» AIM: Please rewrite the data below, substituting "place one dot" for every "drop one dot" and leaving everything else unchanged.

» RECORDED DATA:
● ● ●

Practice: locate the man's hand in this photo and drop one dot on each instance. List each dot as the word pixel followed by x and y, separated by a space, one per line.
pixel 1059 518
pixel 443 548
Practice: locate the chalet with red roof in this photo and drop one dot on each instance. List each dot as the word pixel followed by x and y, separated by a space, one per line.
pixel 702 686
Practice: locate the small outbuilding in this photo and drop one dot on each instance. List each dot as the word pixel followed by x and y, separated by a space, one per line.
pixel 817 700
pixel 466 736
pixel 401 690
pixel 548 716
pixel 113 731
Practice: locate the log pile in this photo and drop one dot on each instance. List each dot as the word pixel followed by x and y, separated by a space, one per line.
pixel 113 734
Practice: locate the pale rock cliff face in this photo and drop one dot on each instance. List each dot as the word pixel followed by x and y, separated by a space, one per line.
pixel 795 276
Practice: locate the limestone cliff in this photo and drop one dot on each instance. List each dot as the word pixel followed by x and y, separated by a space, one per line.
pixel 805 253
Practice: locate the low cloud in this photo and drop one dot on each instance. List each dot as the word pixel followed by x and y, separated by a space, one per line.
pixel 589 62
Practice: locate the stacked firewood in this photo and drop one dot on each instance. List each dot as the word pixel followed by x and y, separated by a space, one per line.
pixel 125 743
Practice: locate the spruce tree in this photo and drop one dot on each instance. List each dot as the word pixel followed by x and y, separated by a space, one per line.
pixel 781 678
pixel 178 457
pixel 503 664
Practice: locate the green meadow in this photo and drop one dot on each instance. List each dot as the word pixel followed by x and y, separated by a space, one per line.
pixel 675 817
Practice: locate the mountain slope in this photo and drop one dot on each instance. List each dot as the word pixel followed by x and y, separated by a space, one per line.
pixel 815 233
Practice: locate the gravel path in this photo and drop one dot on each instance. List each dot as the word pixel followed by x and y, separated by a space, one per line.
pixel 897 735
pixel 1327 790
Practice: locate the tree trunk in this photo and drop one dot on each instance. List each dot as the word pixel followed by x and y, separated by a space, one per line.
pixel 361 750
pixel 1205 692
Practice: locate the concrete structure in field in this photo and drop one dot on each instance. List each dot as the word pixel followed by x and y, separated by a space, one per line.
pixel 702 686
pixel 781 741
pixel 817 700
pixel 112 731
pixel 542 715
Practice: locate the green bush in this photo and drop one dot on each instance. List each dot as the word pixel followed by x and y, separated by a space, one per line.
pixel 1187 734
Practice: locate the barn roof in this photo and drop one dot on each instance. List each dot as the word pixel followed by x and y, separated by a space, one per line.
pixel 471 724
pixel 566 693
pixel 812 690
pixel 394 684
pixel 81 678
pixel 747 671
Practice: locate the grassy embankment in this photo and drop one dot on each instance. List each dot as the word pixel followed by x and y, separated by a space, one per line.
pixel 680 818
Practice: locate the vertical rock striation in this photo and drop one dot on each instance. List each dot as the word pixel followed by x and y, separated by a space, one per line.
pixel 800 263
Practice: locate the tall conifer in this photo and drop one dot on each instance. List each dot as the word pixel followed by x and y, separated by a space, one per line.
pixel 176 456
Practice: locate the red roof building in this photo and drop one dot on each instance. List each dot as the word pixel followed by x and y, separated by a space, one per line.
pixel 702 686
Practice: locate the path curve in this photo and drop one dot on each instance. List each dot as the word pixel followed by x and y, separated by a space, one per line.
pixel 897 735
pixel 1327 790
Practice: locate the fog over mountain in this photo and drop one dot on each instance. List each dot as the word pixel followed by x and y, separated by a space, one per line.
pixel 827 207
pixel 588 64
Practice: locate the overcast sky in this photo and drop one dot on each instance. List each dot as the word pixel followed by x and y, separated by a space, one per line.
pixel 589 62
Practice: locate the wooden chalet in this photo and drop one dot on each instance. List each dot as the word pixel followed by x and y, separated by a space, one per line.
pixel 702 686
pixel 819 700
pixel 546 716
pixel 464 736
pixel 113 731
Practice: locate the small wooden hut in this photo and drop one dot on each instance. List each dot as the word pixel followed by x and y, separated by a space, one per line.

● ● ●

» RESPONSE TO THIS TASK:
Practice: locate the man's hand in this photo and place one dot on each instance. List each dot as the word pixel followed by x and y, separated by a space, one per line.
pixel 1059 518
pixel 443 548
Practice: locate the chalet with red roof in this photo and place one dot on each instance. List each dot as the word pixel followed by x and y, separated by a space, one per line.
pixel 702 686
Practice: locate the small outbuilding in this photo and place one dot on each instance. List each dot as the word pixel followed by x and y, separated by a space, one per line.
pixel 817 700
pixel 466 736
pixel 401 690
pixel 548 716
pixel 113 731
Practice: locate the log pile in this photo and place one dot on each instance. List each dot as the word pixel followed by x and y, separated by a space, one per line.
pixel 113 734
Practice: locate the pale rock cliff face in this photo and place one dot on each instance. List each dot as the word pixel followed by x and y, separated by a space, one per line.
pixel 795 276
Practice: locate the limestone cliff in this photo and place one dot on each instance. List each dot as the word pixel followed by x and y, separated by a space, one per line.
pixel 805 253
Practice: locate the low cloud in this photo and place one dot on each instance. List each dot as the word pixel followed by x and y, separated by a space, one per line.
pixel 589 62
Practice: locate the stacked firewood in this photo and place one dot on each instance. List each dot as the word pixel followed by x and y, separated by a space, one per line.
pixel 125 743
Practice: locate the spruce tree in this photo and place one dot on each instance. List each dot as the word pixel followed by x and y, separated by a space, one per line.
pixel 781 678
pixel 178 457
pixel 503 664
Practice: locate the green meadow in this photo and place one dot on each instance. List each dot as the word pixel followed by x and y, separated by a space, one per line.
pixel 675 817
Practice: locate the mountain slope in this photo and place one dot on each instance. List each dot as the word pixel followed by x and y, separated by a space, one per line.
pixel 815 233
Practice: locate the gravel path in this photo and place one dot on each instance. List each dot as the word pixel followed by x and y, separated by a space, one per line.
pixel 897 735
pixel 1327 790
Practice: locate the tree trunk in this photo and place one dot on each instance. List each dot as the word pixel followed by x and y, separated by a space, one per line.
pixel 361 750
pixel 1205 692
Practice: locate the concrete structure in field in this photo and place one dot on each instance. List each dot as the word pixel followed by x and y, separated by a space, one per line.
pixel 702 686
pixel 781 741
pixel 817 700
pixel 112 731
pixel 542 715
Practice: locate the green bush in this photo and place one dot on each instance. List each dot as the word pixel followed by x and y, separated by a space, one per line.
pixel 1187 734
Practice: locate the barn roof in this photo and place one dot on each instance. List each dot as the word pixel followed by x and y, separated by a space, one per line.
pixel 471 724
pixel 566 693
pixel 812 690
pixel 394 684
pixel 81 678
pixel 747 671
Practice: locate the grassy embankment in this photo and place one dot on each instance. List each dot as the word pixel followed by x and y, separated by a space, one per line.
pixel 680 818
Practice: locate the vertical rock striation in this photo and place one dot on each instance. List each dot as the word pixel followed by x and y, separated by a space, one per line.
pixel 800 263
Practice: locate the tall conifer in this photo and place one dot on each instance. List each dot as the word pixel followed by x and y, separated by a space, one per line.
pixel 176 456
Practice: locate the red roof building in this photo and place one dot on each instance. List each dot as the word pixel followed by x and y, separated by a space, one per line.
pixel 702 686
Practice: locate the path curve in this photo and place one dot on each instance. List each dot as the word pixel followed by x and y, separated by a space, one per line.
pixel 897 735
pixel 1327 790
Practice: locate the fog over mountain in this photo and place one dot on each instance. List each dot as the word pixel followed by x and y, separated by a space, one per line.
pixel 827 207
pixel 588 64
Practice: locate the overcast sky in this photo and place one dot on each instance. List each dot as the word pixel followed by x and y, separated by a space, one per line.
pixel 589 62
Practice: locate the wooden chalet in this photo and place one dot on each instance. List each dot as the word pixel followed by x and y, separated by a space, one per line.
pixel 702 686
pixel 819 700
pixel 546 716
pixel 464 736
pixel 113 731
Practice: locate the small wooden hut in this photo and place one dot on each instance. List each dot as the word pixel followed by x and y, separated by a space, one per line.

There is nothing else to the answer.